▶ _WHAT YOU SHOULD DO_
Identify all lines of the data containing the string "below" and copy them.

▶ _LISTED ENTRIES_
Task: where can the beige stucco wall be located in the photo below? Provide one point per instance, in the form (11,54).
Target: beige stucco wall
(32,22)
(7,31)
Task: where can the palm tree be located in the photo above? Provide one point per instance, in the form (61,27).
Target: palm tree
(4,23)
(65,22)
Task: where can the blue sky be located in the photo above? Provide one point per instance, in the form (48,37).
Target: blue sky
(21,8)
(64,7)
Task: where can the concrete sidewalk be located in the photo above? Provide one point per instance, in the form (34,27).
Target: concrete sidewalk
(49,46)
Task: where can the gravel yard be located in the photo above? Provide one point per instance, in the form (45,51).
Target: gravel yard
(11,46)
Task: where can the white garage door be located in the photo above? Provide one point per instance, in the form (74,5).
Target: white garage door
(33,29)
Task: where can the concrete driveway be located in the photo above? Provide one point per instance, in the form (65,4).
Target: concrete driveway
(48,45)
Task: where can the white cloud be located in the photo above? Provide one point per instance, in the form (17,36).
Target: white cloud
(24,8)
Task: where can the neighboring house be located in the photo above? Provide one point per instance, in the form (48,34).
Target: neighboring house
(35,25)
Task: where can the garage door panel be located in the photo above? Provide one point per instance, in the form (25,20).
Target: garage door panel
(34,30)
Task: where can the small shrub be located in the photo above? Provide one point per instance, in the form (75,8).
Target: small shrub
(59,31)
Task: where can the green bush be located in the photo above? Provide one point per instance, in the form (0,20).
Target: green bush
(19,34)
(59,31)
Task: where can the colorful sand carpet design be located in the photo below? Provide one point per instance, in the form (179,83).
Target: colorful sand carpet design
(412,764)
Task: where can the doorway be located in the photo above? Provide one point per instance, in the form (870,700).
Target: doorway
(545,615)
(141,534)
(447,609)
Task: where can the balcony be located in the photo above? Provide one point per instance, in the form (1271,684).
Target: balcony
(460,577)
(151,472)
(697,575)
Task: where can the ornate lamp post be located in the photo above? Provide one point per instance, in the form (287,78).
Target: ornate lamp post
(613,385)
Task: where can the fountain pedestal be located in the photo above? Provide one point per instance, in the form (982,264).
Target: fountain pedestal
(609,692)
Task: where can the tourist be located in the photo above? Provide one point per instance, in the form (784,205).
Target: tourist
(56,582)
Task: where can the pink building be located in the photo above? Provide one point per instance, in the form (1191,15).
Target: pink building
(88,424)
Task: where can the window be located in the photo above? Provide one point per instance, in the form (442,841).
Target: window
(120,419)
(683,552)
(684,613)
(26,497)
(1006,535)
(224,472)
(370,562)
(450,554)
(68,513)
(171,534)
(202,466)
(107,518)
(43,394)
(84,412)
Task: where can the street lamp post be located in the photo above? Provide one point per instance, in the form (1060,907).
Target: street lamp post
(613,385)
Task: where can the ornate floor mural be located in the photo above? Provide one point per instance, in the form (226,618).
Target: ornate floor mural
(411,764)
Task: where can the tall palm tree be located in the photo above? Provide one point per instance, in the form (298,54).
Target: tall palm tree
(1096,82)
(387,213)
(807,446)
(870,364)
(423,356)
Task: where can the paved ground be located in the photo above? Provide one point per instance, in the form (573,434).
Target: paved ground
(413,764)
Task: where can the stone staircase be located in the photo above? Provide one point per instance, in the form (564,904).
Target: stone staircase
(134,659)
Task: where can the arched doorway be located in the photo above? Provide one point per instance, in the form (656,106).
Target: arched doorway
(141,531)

▶ _RESULT OF THE EXERCISE_
Task: where can the beige stucco wall be located in the photo below? Provide one point per instance, in the form (11,54).
Task: where can the colorful sand carpet design be located in the photo below? Provide one point per instance, in the form (179,83).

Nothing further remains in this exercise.